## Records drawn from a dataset

=== Begin Enclosure ===

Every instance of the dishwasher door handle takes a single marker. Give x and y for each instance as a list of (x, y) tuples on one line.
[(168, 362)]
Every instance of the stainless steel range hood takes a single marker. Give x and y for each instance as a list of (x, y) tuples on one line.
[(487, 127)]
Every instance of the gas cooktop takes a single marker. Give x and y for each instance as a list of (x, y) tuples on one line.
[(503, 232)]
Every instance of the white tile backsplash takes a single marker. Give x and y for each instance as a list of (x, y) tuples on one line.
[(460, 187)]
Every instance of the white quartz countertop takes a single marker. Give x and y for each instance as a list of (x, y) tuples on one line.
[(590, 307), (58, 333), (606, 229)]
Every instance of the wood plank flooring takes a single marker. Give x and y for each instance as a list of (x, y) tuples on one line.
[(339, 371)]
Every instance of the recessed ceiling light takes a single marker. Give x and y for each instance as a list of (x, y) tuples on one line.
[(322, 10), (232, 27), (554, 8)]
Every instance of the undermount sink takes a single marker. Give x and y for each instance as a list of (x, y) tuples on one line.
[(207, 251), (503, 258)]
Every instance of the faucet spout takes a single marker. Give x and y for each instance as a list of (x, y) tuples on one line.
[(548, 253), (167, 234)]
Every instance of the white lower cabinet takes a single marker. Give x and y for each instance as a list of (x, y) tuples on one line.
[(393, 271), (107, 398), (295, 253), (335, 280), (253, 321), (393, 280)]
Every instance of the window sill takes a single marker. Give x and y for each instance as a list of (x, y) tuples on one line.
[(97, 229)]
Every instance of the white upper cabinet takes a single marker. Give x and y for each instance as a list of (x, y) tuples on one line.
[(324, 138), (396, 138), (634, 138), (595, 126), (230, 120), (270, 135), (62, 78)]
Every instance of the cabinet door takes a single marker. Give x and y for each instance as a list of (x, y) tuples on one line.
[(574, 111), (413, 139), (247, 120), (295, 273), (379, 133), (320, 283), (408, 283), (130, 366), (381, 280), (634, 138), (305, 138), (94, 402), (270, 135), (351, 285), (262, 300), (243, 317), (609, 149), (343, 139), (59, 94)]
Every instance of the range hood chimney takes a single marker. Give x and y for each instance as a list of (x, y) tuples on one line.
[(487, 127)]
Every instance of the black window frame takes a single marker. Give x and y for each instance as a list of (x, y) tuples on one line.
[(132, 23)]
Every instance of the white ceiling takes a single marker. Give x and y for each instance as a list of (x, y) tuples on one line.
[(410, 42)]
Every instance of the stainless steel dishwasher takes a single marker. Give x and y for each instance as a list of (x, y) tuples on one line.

=== End Enclosure ===

## WORK REQUEST
Give back every entry exactly, with nothing left out.

## TASK RESULT
Every instance of the dishwasher door handle takes a single marker. Give x and y for each instance as a list of (x, y) tuples on one line.
[(168, 362)]
Every instance of the stainless steel range hood takes a single marker. Give x and y for each instance as a list of (x, y) tuples on one line.
[(487, 127)]
Every instance of the gas cooktop takes a single marker. Give x and y for each instance as a list of (x, y) tuples on one line.
[(503, 232)]
Every instance of the white tile backsplash takes a single marker. Give x and y for each instance as a list of (x, y) tuples on one line.
[(460, 187)]
Every instance of the white quartz countertop takes a single marker. Give x and y for each instance as a list of (x, y) tuples on one line.
[(590, 307), (58, 333), (606, 229)]
Every instance of the wood plank flooring takes a single marker. Give x and y for each instance as a list of (x, y) tuples on one line.
[(339, 371)]
Every instance of the recessed ceiling light takes a single marker. Give x and y for each instance as a list of (x, y) tuples on one line.
[(322, 10), (232, 27), (554, 8)]
Every instance of the undermount sink takes a single marker. Give x and y for each instance as a list of (x, y) tuples on one line.
[(207, 251), (503, 258)]
Every instance of the faucet spout takes a single marker. Give x and y for each instance as a list of (x, y) tuples on one line.
[(548, 253), (167, 234)]
Every instance of the white lower cabinet takes a single marker. Give x and y for each instance as a list of (x, y) tuples on one line.
[(393, 271), (107, 398), (295, 253), (335, 280), (253, 321), (393, 280)]
Every instance of the window sill takes a single marker. Give x and y for each instance as a list of (x, y) tuples on one line.
[(97, 229)]
Every instance of the white upper cabinet takes a single marker. Give x and y for each instance as a list of (x, y) tuples on one line.
[(324, 138), (396, 138), (634, 138), (595, 126), (230, 120), (270, 135), (62, 78)]
Every instance of the cabinet door takes a single marker. Give x and y for each instance as a list of (x, y) tuples on one line.
[(574, 111), (413, 139), (247, 120), (295, 273), (379, 133), (320, 283), (408, 283), (130, 366), (381, 280), (634, 138), (305, 138), (94, 402), (270, 135), (351, 285), (262, 300), (243, 317), (609, 149), (343, 139), (59, 94)]
Every instance of the range hood chimney takes a single marker. Give x and y for each instance as a list of (x, y) tuples on one line.
[(487, 127)]
Every instance of the black window frame takes a single marker. Give x and y for each instance as a list of (x, y) tuples on one line.
[(132, 23)]
Every instance of the white ceiling takes a single marker. Give x and y for each instance as a list of (x, y) tuples on one line.
[(410, 42)]
Every instance of the stainless steel dishwasher takes a single marker. Give x and y for each instance as a list of (x, y) tuples on one line.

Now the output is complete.